Stored items

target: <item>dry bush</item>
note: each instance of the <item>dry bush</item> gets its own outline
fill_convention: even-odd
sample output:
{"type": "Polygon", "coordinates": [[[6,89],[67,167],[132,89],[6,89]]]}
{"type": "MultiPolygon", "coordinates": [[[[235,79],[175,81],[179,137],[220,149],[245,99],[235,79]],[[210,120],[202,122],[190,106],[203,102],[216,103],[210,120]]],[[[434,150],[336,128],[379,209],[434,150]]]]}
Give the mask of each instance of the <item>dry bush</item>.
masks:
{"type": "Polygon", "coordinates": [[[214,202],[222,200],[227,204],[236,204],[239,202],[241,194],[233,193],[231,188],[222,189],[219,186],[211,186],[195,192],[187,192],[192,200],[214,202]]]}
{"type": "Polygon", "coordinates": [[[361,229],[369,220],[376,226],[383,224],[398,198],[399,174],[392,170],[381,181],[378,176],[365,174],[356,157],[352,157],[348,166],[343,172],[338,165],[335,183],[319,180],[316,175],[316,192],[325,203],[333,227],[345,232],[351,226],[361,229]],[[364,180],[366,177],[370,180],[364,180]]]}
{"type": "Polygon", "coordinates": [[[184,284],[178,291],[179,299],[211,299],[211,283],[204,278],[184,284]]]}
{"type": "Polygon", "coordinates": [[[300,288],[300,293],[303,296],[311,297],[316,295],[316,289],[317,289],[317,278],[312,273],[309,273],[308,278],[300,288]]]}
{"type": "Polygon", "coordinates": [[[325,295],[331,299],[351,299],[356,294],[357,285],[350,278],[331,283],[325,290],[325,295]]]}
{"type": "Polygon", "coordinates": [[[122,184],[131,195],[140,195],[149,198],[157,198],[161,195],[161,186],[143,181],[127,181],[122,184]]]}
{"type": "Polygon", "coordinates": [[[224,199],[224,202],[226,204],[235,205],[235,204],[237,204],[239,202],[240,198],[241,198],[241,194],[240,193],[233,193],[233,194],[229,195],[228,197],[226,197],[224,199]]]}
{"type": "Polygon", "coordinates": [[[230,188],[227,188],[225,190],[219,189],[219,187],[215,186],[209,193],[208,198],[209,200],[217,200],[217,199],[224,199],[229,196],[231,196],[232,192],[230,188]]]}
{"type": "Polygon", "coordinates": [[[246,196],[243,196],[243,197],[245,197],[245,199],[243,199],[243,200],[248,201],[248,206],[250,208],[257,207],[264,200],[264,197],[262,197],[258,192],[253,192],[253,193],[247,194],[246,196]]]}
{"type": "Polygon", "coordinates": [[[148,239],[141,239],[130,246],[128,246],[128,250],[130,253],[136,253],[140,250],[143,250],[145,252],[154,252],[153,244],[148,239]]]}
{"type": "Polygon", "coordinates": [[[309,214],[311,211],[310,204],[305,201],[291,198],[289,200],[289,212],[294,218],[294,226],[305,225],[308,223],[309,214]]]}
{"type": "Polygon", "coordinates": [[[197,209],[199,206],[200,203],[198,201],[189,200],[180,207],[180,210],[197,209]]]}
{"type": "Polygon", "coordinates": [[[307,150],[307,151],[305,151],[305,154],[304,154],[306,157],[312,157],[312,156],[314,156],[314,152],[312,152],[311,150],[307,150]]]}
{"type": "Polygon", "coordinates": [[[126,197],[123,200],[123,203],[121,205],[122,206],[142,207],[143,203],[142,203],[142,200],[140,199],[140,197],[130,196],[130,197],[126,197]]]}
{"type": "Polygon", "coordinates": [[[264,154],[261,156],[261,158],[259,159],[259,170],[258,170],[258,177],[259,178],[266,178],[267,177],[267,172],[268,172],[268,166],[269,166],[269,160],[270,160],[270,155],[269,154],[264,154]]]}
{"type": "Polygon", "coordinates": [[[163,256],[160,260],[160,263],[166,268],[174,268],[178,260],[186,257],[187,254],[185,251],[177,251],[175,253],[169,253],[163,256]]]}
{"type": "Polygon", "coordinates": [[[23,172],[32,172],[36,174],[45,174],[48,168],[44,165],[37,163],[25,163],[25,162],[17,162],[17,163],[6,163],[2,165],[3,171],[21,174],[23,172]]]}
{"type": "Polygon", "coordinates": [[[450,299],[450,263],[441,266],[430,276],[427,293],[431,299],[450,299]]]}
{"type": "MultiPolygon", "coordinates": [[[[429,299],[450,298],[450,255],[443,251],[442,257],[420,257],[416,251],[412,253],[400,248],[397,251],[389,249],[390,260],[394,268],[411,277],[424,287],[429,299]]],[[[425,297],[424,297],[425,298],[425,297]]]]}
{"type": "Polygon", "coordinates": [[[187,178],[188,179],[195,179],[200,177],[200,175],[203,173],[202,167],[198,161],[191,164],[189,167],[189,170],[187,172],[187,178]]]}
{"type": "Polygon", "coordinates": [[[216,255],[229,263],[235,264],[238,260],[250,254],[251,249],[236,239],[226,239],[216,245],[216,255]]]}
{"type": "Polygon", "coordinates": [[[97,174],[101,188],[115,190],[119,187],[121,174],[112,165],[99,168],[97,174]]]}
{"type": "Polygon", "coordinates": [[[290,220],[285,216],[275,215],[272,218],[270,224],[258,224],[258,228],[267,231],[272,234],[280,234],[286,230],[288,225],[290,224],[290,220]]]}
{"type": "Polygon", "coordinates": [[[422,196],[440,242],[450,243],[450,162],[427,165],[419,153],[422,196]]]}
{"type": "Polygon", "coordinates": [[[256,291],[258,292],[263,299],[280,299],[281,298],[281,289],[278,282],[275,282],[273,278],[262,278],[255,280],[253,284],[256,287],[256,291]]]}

* **TASK GOAL**: Reproduce the entries above in full, exactly as they read.

* **THE ANSWER**:
target: <item>dry bush</item>
note: each instance of the <item>dry bush</item> gets its own outline
fill_convention: even-odd
sample output:
{"type": "Polygon", "coordinates": [[[6,89],[67,167],[132,89],[6,89]]]}
{"type": "MultiPolygon", "coordinates": [[[[235,79],[175,81],[179,137],[220,149],[245,99],[235,79]],[[210,120],[202,122],[190,106],[203,102],[216,103],[210,120]]],[[[434,150],[336,128],[379,209],[434,150]]]]}
Give the mask of each instance of the <item>dry bush</item>.
masks:
{"type": "Polygon", "coordinates": [[[214,202],[222,200],[227,204],[236,204],[239,202],[241,194],[233,193],[231,188],[222,189],[219,186],[211,186],[195,192],[187,192],[192,200],[214,202]]]}
{"type": "Polygon", "coordinates": [[[361,229],[369,220],[376,226],[383,224],[398,198],[399,174],[392,170],[381,181],[378,176],[365,174],[356,157],[352,157],[348,166],[343,172],[338,165],[335,183],[319,180],[316,175],[316,192],[325,203],[333,227],[345,232],[351,226],[361,229]],[[364,180],[366,177],[370,180],[364,180]]]}
{"type": "Polygon", "coordinates": [[[184,284],[178,291],[179,299],[211,299],[211,283],[204,278],[184,284]]]}
{"type": "Polygon", "coordinates": [[[300,288],[300,293],[303,296],[311,297],[316,295],[316,289],[317,289],[317,278],[312,273],[309,273],[308,278],[300,288]]]}
{"type": "Polygon", "coordinates": [[[325,295],[331,299],[351,299],[356,294],[357,285],[350,278],[331,283],[325,290],[325,295]]]}
{"type": "Polygon", "coordinates": [[[122,184],[131,195],[140,195],[149,198],[157,198],[161,195],[161,186],[143,181],[127,181],[122,184]]]}
{"type": "Polygon", "coordinates": [[[224,199],[224,202],[226,204],[235,205],[235,204],[237,204],[239,202],[240,198],[241,198],[241,194],[240,193],[233,193],[233,194],[229,195],[228,197],[226,197],[224,199]]]}
{"type": "Polygon", "coordinates": [[[230,188],[227,188],[225,190],[219,189],[219,187],[215,186],[209,193],[208,198],[209,200],[217,200],[217,199],[224,199],[229,196],[231,196],[232,192],[230,188]]]}
{"type": "Polygon", "coordinates": [[[246,196],[243,196],[243,197],[245,197],[245,199],[243,199],[243,200],[248,201],[248,206],[250,208],[257,207],[264,200],[264,197],[262,197],[258,192],[253,192],[253,193],[247,194],[246,196]]]}
{"type": "Polygon", "coordinates": [[[148,239],[141,239],[130,246],[128,246],[128,250],[130,253],[136,253],[140,250],[143,250],[145,252],[154,252],[153,244],[148,239]]]}
{"type": "Polygon", "coordinates": [[[309,214],[311,211],[310,204],[305,201],[291,198],[289,200],[289,212],[294,218],[294,226],[305,225],[308,223],[309,214]]]}
{"type": "Polygon", "coordinates": [[[197,209],[199,206],[200,203],[198,201],[189,200],[180,207],[180,210],[197,209]]]}
{"type": "Polygon", "coordinates": [[[307,150],[307,151],[305,151],[305,154],[304,154],[306,157],[312,157],[312,156],[314,156],[314,152],[312,152],[311,150],[307,150]]]}
{"type": "Polygon", "coordinates": [[[126,197],[123,200],[123,203],[121,205],[122,206],[142,207],[143,203],[142,203],[142,200],[140,199],[140,197],[130,196],[130,197],[126,197]]]}
{"type": "Polygon", "coordinates": [[[264,154],[261,156],[261,158],[259,159],[259,170],[258,170],[258,177],[259,178],[266,178],[267,177],[267,172],[268,172],[268,166],[269,166],[269,160],[270,160],[270,155],[269,154],[264,154]]]}
{"type": "Polygon", "coordinates": [[[163,256],[160,260],[160,263],[166,268],[174,268],[178,260],[186,257],[187,254],[185,251],[177,251],[175,253],[169,253],[163,256]]]}
{"type": "Polygon", "coordinates": [[[23,172],[32,172],[36,174],[45,174],[48,168],[44,165],[37,163],[25,163],[25,162],[17,162],[17,163],[6,163],[2,165],[3,171],[21,174],[23,172]]]}
{"type": "Polygon", "coordinates": [[[450,299],[450,263],[441,266],[430,276],[427,293],[431,299],[450,299]]]}
{"type": "MultiPolygon", "coordinates": [[[[429,299],[450,298],[450,255],[443,251],[442,257],[420,257],[416,251],[412,253],[400,248],[397,251],[389,249],[390,260],[394,268],[411,277],[424,287],[429,299]]],[[[425,297],[424,297],[425,298],[425,297]]]]}
{"type": "Polygon", "coordinates": [[[187,178],[188,179],[195,179],[200,177],[200,175],[203,173],[202,167],[198,161],[191,164],[189,167],[189,170],[187,172],[187,178]]]}
{"type": "Polygon", "coordinates": [[[216,255],[229,263],[235,264],[238,260],[250,254],[251,249],[236,239],[226,239],[216,245],[216,255]]]}
{"type": "Polygon", "coordinates": [[[97,174],[101,188],[115,190],[119,187],[121,174],[112,165],[99,168],[97,174]]]}
{"type": "Polygon", "coordinates": [[[290,220],[285,216],[275,215],[272,218],[270,224],[258,224],[258,228],[267,231],[272,234],[280,234],[286,230],[288,225],[290,224],[290,220]]]}
{"type": "Polygon", "coordinates": [[[422,196],[440,242],[450,243],[450,162],[427,165],[419,153],[422,196]]]}
{"type": "Polygon", "coordinates": [[[256,291],[258,292],[263,299],[280,299],[281,298],[281,289],[278,282],[275,282],[273,278],[262,278],[255,280],[253,284],[256,287],[256,291]]]}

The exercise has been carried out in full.